— Start GIVEN DATA —

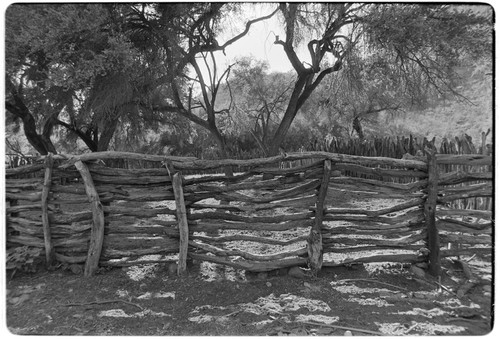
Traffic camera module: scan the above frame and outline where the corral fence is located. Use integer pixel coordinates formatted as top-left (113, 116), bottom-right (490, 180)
top-left (5, 150), bottom-right (493, 276)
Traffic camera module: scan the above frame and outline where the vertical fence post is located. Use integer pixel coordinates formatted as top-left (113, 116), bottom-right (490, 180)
top-left (75, 160), bottom-right (104, 277)
top-left (163, 161), bottom-right (189, 275)
top-left (307, 160), bottom-right (332, 276)
top-left (424, 149), bottom-right (441, 277)
top-left (41, 153), bottom-right (55, 267)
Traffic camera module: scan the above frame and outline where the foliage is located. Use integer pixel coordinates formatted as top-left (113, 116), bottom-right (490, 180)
top-left (6, 4), bottom-right (167, 153)
top-left (5, 3), bottom-right (493, 157)
top-left (6, 246), bottom-right (43, 272)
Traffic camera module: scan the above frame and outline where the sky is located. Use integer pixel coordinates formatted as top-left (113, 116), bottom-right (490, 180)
top-left (210, 3), bottom-right (300, 72)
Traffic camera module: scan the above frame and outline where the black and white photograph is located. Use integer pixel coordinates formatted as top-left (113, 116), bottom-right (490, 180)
top-left (0, 1), bottom-right (496, 337)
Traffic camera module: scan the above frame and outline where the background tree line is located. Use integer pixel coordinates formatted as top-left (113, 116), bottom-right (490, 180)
top-left (5, 3), bottom-right (493, 158)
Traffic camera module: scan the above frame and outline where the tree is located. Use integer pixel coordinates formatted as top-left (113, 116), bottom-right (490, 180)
top-left (6, 4), bottom-right (162, 154)
top-left (223, 57), bottom-right (294, 154)
top-left (120, 3), bottom-right (277, 157)
top-left (271, 3), bottom-right (492, 154)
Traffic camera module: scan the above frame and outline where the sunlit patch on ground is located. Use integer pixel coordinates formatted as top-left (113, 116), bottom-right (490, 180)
top-left (127, 264), bottom-right (156, 281)
top-left (347, 297), bottom-right (394, 307)
top-left (189, 294), bottom-right (339, 326)
top-left (375, 321), bottom-right (465, 335)
top-left (97, 308), bottom-right (172, 318)
top-left (137, 291), bottom-right (175, 299)
top-left (392, 307), bottom-right (451, 319)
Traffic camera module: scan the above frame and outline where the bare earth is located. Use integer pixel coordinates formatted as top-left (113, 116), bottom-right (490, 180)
top-left (6, 258), bottom-right (493, 336)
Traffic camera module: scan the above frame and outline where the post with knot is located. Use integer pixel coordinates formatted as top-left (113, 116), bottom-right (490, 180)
top-left (307, 159), bottom-right (332, 276)
top-left (163, 160), bottom-right (189, 276)
top-left (424, 147), bottom-right (441, 277)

— End GIVEN DATA —

SHORT EXERCISE:
Can you rewrite all the lines above with "frame" replaced by "image" everywhere and nothing else changed, leaving out the pictures?

EXERCISE RESULT:
Traffic camera module: scan the above image and outline where the corral fence is located. Use integer pixel coordinates formatted as top-left (113, 116), bottom-right (490, 180)
top-left (5, 150), bottom-right (493, 276)
Traffic camera module: scan the above image and outline where the vertical fence post is located. Use integer pixel coordinates formatted as top-left (113, 116), bottom-right (490, 180)
top-left (75, 160), bottom-right (104, 277)
top-left (163, 161), bottom-right (189, 275)
top-left (307, 160), bottom-right (332, 276)
top-left (424, 149), bottom-right (441, 277)
top-left (41, 153), bottom-right (55, 267)
Traffic camera module: scan the above image and outline where the foliage is located. Use integer pixel coordinates formatted as top-left (113, 116), bottom-right (490, 180)
top-left (6, 4), bottom-right (167, 153)
top-left (5, 3), bottom-right (493, 157)
top-left (6, 246), bottom-right (43, 272)
Traffic camera module: scan the above image and outline where the sky is located. Use integer pixel coordinates formatted as top-left (113, 116), bottom-right (490, 180)
top-left (210, 3), bottom-right (300, 72)
Traffic camera module: scan the above image and outline where the black and white photograph is located. Use integer pixel coordinates formatted as top-left (113, 116), bottom-right (490, 180)
top-left (0, 1), bottom-right (496, 337)
Traffic camera module: scan the above image and outline where the background tree line is located. Use integer pixel coordinates formatted as top-left (113, 116), bottom-right (490, 180)
top-left (5, 3), bottom-right (493, 158)
Traffic camera module: scan the above image and outline where the tree is located. Use integer pixel coordinates formatted as top-left (113, 116), bottom-right (490, 180)
top-left (6, 4), bottom-right (162, 154)
top-left (223, 57), bottom-right (294, 154)
top-left (120, 3), bottom-right (277, 157)
top-left (271, 3), bottom-right (492, 154)
Traffic camera module: scan the above image and outline where the sunlit patch on ground is located. Use integer pixel coordinates formatted as top-left (113, 116), bottom-right (490, 180)
top-left (127, 264), bottom-right (156, 281)
top-left (347, 297), bottom-right (394, 307)
top-left (189, 294), bottom-right (339, 326)
top-left (375, 321), bottom-right (465, 335)
top-left (97, 308), bottom-right (172, 318)
top-left (137, 291), bottom-right (175, 299)
top-left (392, 307), bottom-right (451, 319)
Traffic camera module: scan the above image and outline where the bare earth is located. Use integer pixel coordinates formatted as top-left (113, 116), bottom-right (490, 180)
top-left (6, 258), bottom-right (493, 336)
Traffic camera module: scan the above image and outline where the post with knot is located. Use integer pixel coordinates formatted as top-left (113, 116), bottom-right (490, 180)
top-left (307, 159), bottom-right (332, 276)
top-left (163, 160), bottom-right (189, 276)
top-left (424, 147), bottom-right (441, 277)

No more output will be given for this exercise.